__Records from a dataset__:
<<<<

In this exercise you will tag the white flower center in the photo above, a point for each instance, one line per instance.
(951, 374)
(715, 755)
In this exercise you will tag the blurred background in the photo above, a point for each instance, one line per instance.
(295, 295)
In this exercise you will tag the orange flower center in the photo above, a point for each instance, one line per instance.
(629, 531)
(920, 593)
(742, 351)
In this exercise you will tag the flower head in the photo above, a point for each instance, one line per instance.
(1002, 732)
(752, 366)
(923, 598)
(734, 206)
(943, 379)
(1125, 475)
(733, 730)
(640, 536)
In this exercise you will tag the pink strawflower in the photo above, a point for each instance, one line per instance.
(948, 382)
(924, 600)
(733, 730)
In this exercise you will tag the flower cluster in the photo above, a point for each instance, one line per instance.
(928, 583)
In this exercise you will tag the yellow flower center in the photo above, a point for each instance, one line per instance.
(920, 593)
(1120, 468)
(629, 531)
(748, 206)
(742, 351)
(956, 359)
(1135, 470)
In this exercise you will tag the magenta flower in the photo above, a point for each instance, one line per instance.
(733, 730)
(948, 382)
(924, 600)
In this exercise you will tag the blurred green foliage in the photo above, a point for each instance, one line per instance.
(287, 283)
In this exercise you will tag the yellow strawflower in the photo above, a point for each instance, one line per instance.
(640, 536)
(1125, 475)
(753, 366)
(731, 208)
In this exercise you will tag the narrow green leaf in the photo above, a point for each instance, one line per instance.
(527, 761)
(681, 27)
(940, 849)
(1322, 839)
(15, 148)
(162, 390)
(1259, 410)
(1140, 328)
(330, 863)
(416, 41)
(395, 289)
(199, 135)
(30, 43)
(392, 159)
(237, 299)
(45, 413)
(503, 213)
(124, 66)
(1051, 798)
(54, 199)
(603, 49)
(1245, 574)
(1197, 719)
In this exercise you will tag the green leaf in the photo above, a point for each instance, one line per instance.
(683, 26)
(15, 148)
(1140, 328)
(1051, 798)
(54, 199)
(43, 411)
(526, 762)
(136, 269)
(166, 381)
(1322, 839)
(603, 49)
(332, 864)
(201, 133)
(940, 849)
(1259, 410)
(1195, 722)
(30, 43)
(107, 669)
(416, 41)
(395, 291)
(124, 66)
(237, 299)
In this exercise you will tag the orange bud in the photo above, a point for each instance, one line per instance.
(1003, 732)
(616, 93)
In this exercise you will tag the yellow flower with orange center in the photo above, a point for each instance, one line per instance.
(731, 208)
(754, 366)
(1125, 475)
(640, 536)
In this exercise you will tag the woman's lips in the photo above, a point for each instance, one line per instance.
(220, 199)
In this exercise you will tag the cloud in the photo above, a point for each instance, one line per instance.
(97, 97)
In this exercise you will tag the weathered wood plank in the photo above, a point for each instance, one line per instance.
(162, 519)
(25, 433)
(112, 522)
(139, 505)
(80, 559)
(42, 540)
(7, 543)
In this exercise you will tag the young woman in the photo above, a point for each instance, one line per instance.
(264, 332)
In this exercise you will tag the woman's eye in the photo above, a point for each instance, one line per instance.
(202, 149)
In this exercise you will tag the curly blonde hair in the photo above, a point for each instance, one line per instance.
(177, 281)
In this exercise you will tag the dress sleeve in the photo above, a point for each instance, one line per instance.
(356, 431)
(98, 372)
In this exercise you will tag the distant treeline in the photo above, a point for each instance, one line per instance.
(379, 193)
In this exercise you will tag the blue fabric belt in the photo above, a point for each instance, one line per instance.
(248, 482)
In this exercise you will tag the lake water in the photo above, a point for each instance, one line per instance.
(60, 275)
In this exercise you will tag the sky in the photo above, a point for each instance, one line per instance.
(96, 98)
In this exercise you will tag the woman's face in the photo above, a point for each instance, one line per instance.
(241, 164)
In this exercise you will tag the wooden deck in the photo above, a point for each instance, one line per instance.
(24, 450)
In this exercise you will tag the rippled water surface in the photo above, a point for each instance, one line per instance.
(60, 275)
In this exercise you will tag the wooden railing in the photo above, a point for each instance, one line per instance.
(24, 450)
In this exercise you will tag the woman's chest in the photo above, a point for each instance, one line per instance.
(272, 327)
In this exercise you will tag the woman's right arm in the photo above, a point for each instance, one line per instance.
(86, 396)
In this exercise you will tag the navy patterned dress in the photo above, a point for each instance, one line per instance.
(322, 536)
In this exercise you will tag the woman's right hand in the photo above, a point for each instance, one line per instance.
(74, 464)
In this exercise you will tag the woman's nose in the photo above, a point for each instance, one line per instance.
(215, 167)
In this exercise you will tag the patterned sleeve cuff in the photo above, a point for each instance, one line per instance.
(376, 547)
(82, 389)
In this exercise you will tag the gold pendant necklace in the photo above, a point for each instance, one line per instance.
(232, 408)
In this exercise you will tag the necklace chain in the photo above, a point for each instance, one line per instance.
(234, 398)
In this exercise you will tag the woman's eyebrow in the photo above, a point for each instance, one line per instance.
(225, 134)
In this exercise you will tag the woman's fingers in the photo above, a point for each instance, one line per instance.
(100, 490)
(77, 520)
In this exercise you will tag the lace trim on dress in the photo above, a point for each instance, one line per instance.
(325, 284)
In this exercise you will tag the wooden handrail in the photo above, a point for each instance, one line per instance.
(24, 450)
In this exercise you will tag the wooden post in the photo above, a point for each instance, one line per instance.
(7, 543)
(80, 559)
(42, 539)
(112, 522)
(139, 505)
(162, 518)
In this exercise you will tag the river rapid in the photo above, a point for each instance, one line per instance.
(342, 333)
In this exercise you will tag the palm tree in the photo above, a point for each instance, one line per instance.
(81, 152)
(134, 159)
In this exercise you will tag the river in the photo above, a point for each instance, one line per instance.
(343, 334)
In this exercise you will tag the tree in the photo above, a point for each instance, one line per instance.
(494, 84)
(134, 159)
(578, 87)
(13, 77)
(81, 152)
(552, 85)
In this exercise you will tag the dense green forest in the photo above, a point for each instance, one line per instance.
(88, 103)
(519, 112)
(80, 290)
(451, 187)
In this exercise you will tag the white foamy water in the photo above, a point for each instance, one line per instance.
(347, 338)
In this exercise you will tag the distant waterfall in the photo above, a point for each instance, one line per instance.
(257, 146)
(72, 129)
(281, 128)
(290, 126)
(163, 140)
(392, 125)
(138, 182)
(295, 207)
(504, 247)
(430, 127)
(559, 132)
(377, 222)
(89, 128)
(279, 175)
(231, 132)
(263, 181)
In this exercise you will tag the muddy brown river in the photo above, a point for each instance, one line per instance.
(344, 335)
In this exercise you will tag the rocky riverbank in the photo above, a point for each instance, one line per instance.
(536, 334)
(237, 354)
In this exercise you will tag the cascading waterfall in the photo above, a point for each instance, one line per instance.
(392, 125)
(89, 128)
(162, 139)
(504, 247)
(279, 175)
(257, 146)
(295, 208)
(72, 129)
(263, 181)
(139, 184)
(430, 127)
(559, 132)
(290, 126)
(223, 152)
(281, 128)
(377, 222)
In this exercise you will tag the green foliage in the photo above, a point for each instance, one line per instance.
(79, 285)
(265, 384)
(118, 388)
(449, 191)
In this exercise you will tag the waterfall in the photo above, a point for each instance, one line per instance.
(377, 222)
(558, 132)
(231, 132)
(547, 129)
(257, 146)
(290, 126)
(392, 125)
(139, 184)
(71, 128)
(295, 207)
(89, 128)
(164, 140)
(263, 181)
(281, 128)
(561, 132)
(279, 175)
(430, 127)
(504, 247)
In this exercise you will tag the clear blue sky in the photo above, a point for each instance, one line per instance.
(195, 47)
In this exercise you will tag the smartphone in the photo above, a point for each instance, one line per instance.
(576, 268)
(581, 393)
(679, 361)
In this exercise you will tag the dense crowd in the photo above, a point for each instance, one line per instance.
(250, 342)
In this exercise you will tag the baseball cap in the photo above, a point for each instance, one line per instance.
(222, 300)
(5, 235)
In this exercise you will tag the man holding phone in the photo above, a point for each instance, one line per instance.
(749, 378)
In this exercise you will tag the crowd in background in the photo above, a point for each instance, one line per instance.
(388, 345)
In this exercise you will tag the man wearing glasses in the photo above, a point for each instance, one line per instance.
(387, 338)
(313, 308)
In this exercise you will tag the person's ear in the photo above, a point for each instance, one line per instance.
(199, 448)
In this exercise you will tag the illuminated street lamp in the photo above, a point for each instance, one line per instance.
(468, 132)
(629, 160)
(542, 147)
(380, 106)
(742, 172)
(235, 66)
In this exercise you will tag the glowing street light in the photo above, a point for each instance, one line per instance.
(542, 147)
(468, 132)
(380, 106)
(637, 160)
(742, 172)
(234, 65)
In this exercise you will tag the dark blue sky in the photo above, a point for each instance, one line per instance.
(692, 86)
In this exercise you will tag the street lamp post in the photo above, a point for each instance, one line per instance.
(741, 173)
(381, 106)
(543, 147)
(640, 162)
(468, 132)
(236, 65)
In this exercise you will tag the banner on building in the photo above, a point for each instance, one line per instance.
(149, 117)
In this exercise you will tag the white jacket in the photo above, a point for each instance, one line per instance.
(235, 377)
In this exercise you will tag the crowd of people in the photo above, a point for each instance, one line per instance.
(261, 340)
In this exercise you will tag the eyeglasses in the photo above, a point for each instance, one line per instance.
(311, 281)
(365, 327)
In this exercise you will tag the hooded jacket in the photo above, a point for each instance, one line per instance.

>>>>

__Aim__: The answer consists only of the lines from the one containing "In this exercise you will tag the glowing" to the end of the records, each written out exactly.

__Task response__:
In this exercise you will tag the glowing street light in the photo above, a point for each instance, one line per instance.
(542, 147)
(468, 132)
(380, 106)
(637, 160)
(742, 172)
(234, 65)
In this exercise you will tag the dark blue sky in the photo above, a point for each instance, one line per instance.
(692, 86)
In this exercise you will tag the street lamp post in the photo above, a point for each instance, one line per instance.
(741, 173)
(381, 106)
(543, 147)
(640, 162)
(468, 132)
(236, 65)
In this exercise you will tag the banner on building in the photo above, a point for each instance, one line per instance.
(149, 117)
In this exercise you will tag the white jacket in the photo above, a point for each instance, one line per instance.
(235, 377)
In this exercise you will tag the crowd of people in the photo above, a point for each instance, one line per instance.
(261, 340)
In this exercise you will tag the eyeglasses in the photo above, a point for each instance, one line per instance.
(311, 281)
(365, 327)
In this exercise you will tag the hooded jacket in the photo above, a point for each instance, one line per instance.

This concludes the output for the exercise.